━━ Exercise material

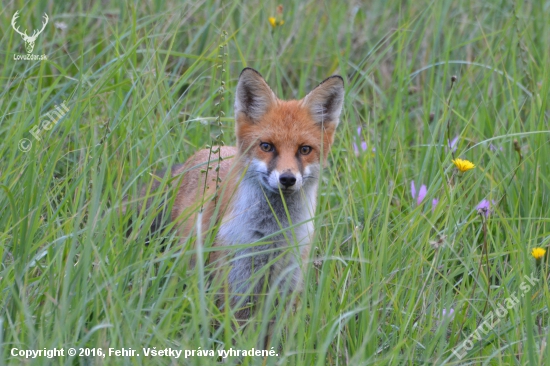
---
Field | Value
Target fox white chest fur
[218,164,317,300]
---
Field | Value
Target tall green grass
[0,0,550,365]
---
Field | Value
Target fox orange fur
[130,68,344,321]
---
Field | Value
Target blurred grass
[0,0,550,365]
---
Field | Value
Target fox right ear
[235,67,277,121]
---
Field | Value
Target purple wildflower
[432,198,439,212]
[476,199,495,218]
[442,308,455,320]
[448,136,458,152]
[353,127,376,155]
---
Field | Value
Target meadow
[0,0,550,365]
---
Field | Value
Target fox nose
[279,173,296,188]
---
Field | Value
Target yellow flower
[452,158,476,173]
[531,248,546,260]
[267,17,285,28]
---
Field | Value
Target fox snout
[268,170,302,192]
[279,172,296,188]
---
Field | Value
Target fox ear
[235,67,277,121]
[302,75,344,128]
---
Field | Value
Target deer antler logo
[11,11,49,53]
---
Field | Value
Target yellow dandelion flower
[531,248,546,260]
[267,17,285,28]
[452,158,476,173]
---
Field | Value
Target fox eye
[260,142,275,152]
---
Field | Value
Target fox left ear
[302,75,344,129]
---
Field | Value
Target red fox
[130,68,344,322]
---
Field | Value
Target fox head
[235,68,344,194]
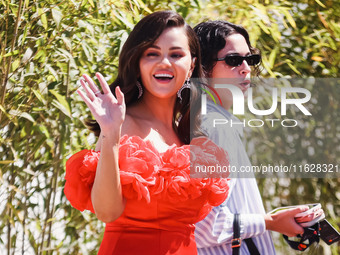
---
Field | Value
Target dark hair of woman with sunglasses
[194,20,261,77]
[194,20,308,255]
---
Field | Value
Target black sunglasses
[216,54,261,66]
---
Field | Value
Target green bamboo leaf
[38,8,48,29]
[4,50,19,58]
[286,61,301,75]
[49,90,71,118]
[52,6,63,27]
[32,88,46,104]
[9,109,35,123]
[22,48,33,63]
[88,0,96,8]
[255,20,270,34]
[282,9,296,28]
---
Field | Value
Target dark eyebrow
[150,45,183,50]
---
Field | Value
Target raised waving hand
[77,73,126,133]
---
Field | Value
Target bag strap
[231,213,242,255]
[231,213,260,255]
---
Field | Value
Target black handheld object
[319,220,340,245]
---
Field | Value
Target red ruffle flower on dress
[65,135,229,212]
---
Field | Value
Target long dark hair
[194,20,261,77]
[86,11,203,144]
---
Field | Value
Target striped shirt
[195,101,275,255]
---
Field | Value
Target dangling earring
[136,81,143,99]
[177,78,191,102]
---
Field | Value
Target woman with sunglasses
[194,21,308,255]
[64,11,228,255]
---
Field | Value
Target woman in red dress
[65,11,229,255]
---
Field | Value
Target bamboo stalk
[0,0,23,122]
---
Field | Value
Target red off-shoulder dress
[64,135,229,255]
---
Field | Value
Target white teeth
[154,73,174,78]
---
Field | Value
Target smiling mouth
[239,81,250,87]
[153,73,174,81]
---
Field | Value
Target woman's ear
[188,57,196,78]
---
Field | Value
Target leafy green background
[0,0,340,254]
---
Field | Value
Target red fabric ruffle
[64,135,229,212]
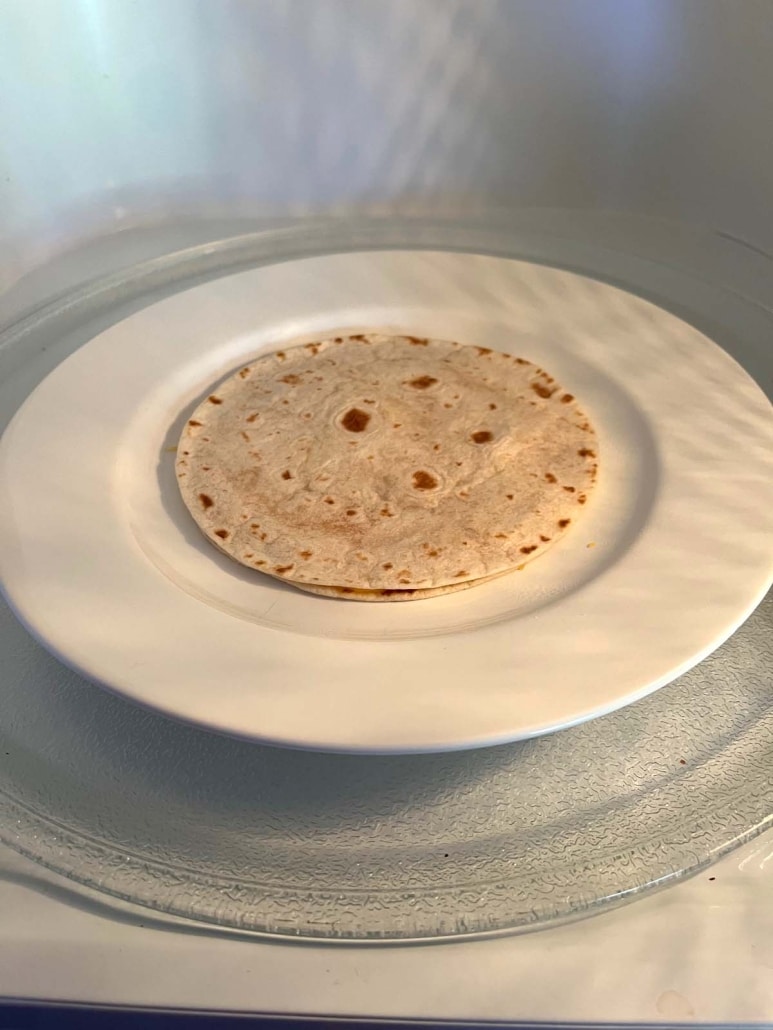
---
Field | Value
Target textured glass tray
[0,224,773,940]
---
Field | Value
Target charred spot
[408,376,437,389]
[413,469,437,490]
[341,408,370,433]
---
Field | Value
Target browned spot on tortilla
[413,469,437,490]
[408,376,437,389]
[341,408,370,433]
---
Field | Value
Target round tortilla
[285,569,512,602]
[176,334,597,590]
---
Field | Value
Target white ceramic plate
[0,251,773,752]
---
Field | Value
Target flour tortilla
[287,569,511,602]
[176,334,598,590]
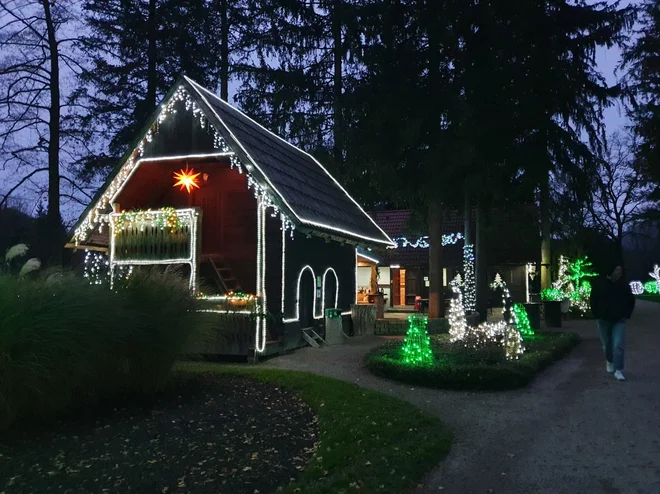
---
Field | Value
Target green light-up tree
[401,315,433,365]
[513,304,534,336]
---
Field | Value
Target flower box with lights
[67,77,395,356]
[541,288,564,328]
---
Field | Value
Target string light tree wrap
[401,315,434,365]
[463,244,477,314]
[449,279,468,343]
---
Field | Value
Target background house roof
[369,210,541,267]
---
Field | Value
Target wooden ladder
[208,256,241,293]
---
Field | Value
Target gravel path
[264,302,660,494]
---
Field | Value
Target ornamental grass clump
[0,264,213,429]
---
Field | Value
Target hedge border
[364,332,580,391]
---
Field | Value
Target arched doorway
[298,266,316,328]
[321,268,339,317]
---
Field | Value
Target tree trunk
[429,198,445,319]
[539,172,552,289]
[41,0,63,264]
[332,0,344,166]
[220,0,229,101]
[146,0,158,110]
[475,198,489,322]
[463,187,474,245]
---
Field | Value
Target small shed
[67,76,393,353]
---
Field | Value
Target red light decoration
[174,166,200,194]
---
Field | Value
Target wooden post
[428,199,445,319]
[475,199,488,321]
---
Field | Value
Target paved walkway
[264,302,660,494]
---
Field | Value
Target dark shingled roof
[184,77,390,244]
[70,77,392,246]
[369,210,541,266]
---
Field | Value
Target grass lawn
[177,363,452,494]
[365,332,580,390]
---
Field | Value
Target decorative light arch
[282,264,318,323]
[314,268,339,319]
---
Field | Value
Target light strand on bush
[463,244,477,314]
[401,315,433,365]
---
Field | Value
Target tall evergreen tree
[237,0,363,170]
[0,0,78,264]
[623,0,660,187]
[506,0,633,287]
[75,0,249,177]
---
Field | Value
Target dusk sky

━━━━
━━ Exercise material

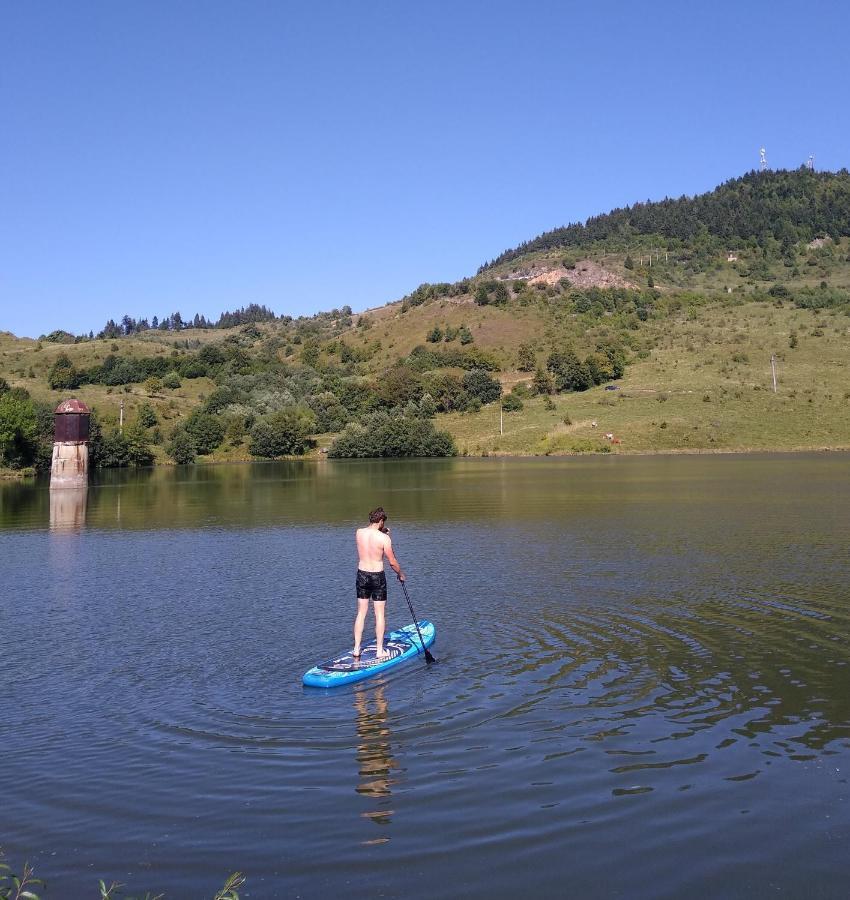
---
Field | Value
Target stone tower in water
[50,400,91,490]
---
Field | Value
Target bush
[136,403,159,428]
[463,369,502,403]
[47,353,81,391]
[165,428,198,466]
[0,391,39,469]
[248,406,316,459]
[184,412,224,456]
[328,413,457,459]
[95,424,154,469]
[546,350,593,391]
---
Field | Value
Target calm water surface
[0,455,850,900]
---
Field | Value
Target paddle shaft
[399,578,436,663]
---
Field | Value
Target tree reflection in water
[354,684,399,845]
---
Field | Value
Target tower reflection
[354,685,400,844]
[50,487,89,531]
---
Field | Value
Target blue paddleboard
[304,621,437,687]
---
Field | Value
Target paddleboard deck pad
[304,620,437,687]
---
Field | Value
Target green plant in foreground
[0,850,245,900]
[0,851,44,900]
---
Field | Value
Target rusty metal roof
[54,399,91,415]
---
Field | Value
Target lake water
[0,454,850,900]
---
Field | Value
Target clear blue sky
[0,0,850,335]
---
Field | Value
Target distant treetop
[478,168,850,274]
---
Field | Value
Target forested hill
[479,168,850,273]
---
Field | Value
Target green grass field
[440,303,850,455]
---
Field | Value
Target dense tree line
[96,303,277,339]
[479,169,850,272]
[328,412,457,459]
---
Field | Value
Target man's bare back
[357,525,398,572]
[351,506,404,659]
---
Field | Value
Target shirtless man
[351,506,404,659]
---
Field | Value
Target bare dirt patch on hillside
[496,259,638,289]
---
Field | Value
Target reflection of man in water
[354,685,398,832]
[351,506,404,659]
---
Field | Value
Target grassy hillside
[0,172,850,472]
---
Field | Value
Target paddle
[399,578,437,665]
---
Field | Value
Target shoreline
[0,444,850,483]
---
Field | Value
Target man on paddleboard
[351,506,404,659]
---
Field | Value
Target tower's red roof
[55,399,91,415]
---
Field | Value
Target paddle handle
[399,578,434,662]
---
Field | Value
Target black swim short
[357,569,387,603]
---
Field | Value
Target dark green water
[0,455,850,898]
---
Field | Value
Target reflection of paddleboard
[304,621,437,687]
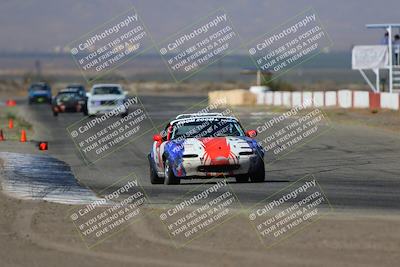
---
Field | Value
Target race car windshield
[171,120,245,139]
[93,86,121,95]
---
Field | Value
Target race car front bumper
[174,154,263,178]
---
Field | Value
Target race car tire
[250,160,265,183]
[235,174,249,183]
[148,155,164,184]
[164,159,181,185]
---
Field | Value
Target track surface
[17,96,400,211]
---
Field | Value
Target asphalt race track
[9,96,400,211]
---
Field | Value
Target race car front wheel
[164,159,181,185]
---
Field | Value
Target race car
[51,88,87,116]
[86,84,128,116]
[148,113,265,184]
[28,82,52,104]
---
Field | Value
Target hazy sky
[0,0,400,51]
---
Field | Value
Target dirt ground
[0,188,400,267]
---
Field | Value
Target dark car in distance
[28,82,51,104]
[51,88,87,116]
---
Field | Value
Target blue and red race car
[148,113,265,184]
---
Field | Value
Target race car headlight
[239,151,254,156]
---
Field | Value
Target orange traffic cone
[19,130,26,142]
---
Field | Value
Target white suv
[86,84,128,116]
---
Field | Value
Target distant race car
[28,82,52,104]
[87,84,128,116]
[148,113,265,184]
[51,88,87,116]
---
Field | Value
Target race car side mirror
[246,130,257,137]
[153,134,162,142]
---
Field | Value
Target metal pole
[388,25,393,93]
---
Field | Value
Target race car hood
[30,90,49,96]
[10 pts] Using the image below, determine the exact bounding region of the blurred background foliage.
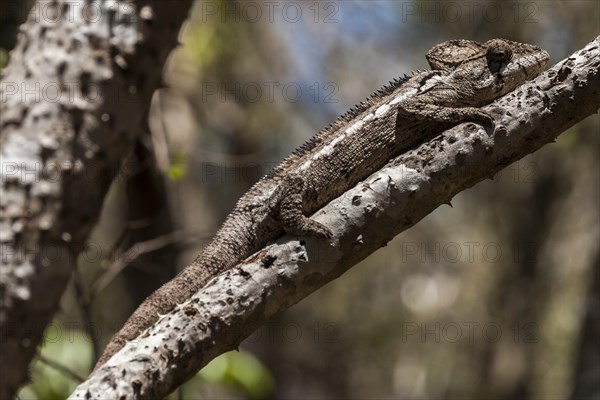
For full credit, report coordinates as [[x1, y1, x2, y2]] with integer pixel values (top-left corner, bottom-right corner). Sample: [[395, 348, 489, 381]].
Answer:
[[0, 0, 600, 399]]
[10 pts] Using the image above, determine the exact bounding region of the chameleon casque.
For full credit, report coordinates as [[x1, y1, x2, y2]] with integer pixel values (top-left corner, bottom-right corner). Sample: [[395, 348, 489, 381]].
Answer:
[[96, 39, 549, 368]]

━━━━

Written instruction: Pick out every line in the records above that contains the word "race", and copy each of those lines.

Correct response:
Target race car windshield
Target race car front bumper
Target race car tire
Target asphalt race track
Target race car front wheel
Target race car
Target blue and red race car
Target race car headlight
Target distant race car
Target race car side mirror
Target race car hood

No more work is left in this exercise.